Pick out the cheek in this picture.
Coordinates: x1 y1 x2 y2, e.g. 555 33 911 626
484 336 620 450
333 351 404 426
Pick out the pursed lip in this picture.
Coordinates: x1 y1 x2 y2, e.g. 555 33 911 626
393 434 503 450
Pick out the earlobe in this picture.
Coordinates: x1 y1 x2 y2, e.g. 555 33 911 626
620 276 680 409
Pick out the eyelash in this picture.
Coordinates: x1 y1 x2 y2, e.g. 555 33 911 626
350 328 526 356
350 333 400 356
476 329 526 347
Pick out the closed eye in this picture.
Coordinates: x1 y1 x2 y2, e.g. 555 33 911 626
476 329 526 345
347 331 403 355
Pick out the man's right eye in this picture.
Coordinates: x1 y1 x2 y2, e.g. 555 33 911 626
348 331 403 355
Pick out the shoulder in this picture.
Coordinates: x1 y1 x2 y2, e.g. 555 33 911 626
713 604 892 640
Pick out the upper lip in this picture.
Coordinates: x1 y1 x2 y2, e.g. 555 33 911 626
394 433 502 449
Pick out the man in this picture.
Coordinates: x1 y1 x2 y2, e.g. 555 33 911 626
-------
• [Required work] Begin at the line that has "Pick out the man in this picture." and stop after the last line of the data. Copy those lines out again, swapping "man" for "person" and leaving everything else unchanged.

• [Solution]
Pick out the person in this picture.
Coordinates: x1 y1 x2 y2, e.g. 555 33 911 626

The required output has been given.